▶ **ESTRATTO FORNITO**:
————————

Le banche sono al centro del sistema finanziario, quindi al
centro del capitalismo contemporaneo. Molto più che non la produzione di
merci fisiche o “immateriali”, che producono sì profitti ma in misura
percentualmente più limitata e soprattutto con tempi di rotazione (dal
momento dell'investimento a quelli del “rientro” in seguito alle
vendite) infinitamente più lunghi.
Logico dunque che sulla banche si giochi molto. Sia a livello di
Unione Europea che di governi nazionali. E che ogni schermaglia investa
direttamente non solo gli istituti di credito di qualsiasi grandeza, ma
anche chi della banca è solo cliente, magari piccolissimo e costretto a
quel ruolo per poter incassare stipendio o pensione.
Logico anche, di conseguenza, che proprio sulle banche il governo
Renzi abbia finito per pestare una materia nauseabonda di cui non riesce
a sbarazzarsi. Tantomeno ricorrendo alle solite chiacchiere cui in due
anni ha abituato il pubblico televisivo.
Con un solo decreto è infatti riuscito a mettersi contro i
“risparmiatori” (categoria interclassista per definizione, perché prende
in considerazione soltanto la titolarità di un conto corrente o altri
beni mobili), la Banca d'Italia, l'Unione Europea (o almeno alcuni dei
commissari coinbolti, come Margrethe Vestager e Christopher Hill, addetti
rispettivamente alla “concorrenza” e alla “stabilità finanziaria”).
Peggio ancora. Possedendo una cultura gestionale del potere fondata
sull'”andiamo avanti comunque” e sul rilancio, sembra orientato ad
alzare il livello di scontro con qtutti i soggetti interesati alla
vicenda.
Le notizie escono fuori un po' alla volta, come quando si “spizzicano”
le carte in una mano di poker. Per i risparmiatori truffati dalle
quattro banche fallite non ci sono molte speranze. Il meccanismo
dell'”arbitrato” prova a divederli fino all'individualizzazione; la
nomina di Raffaele Cantone alla bisogna dovrebbe servire anche a
intimidire i ricorrenti; il fondo di solidarietà di appena 100 milioni
può comunque garantire solo un quarto delle perdite fin qui accertate.

————————

▶ **ESTRATTO DEI DATI**:
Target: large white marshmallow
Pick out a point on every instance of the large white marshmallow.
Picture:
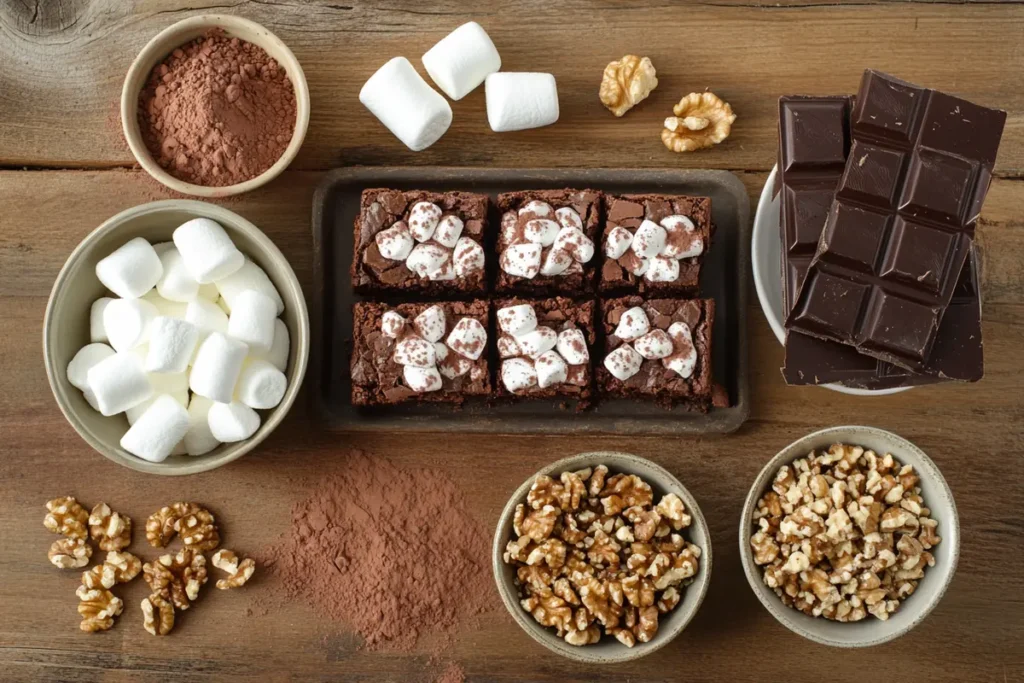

————————

▶ **COMPITI DA SVOLGERE**:
(a) Riproduci fedelmente il brano del testo sulle banche che si apre con le parole contenenti "Peggio ancora. Possedendo" e si chiude con "fin qui accertate.".
(b) Secondo il testo sulle banche, perché la produzione di merci fisiche o "immateriali" conta meno delle banche nel capitalismo contemporaneo? Rispondi in una o due frasi.

▶ **RISPOSTE COMPLETE**:
(a)
Peggio ancora. Possedendo una cultura gestionale del potere fondata
sull'”andiamo avanti comunque” e sul rilancio, sembra orientato ad
alzare il livello di scontro con qtutti i soggetti interesati alla
vicenda.
Le notizie escono fuori un po' alla volta, come quando si “spizzicano”
le carte in una mano di poker. Per i risparmiatori truffati dalle
quattro banche fallite non ci sono molte speranze. Il meccanismo
dell'”arbitrato” prova a divederli fino all'individualizzazione; la
nomina di Raffaele Cantone alla bisogna dovrebbe servire anche a
intimidire i ricorrenti; il fondo di solidarietà di appena 100 milioni
può comunque garantire solo un quarto delle perdite fin qui accertate.

(b) La produzione di merci genera profitti in misura percentualmente più limitata. Soprattutto, ha tempi di rotazione infinitamente più lunghi, dal momento dell'investimento fino al "rientro" in seguito alle vendite.